#### Given entries:
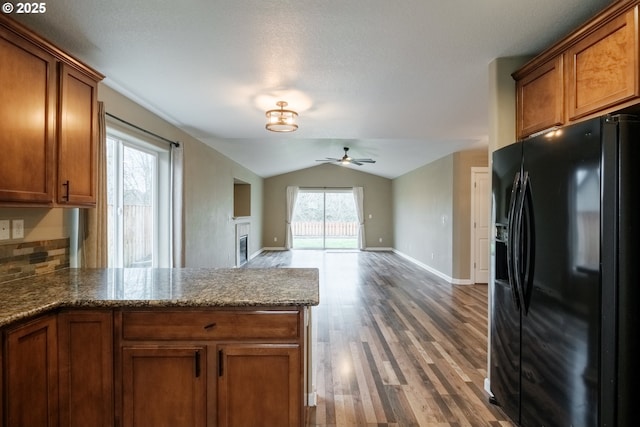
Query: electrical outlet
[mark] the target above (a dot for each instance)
(17, 229)
(4, 230)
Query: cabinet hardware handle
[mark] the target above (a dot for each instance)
(67, 185)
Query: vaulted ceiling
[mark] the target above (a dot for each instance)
(404, 82)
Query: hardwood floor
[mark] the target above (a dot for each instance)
(396, 345)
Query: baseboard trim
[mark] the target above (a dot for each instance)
(434, 271)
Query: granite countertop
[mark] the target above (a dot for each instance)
(158, 287)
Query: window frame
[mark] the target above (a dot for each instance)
(161, 196)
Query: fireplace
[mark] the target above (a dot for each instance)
(242, 243)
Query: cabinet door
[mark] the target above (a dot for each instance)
(259, 385)
(27, 121)
(540, 98)
(78, 127)
(603, 67)
(164, 386)
(31, 376)
(86, 368)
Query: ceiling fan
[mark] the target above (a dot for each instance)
(346, 159)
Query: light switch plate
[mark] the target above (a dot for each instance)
(4, 230)
(17, 229)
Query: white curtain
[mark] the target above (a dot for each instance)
(358, 195)
(177, 173)
(292, 195)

#### What you need to do:
Transcribe the records above exactly and drop every picture.

#### The answer:
Query: electrical outlet
[mark] the target above (a dot for each instance)
(17, 229)
(4, 230)
Query: cabinet hardware handle
[mark] the target above (a dot for each instance)
(67, 185)
Query: vaulted ceiling
[mark] the target above (a dot for each instance)
(404, 82)
Query: hardwood floor
[mark] the target above (a dot for each instance)
(396, 345)
Query: baseboard trim
[mark] the target above (a dot for each instance)
(434, 271)
Query: granite countertop
[mark] the target above (a dot for each instance)
(158, 287)
Query: window frame
[mark] the target above (a dot for each instance)
(161, 196)
Query: fireplace
[mark] the target above (a dot for each instance)
(242, 243)
Query: cabinet door
[mark] the target above (a dot for each instance)
(259, 385)
(27, 121)
(540, 98)
(78, 127)
(603, 67)
(164, 386)
(31, 376)
(86, 368)
Query: ceiling fan
[mark] the target above (a dot for each instance)
(346, 159)
Query: light switch plate
[mark] the target above (a dot for each instance)
(4, 230)
(17, 229)
Query: white curtain
[mark] the target above (a dot for each instance)
(358, 195)
(177, 173)
(292, 195)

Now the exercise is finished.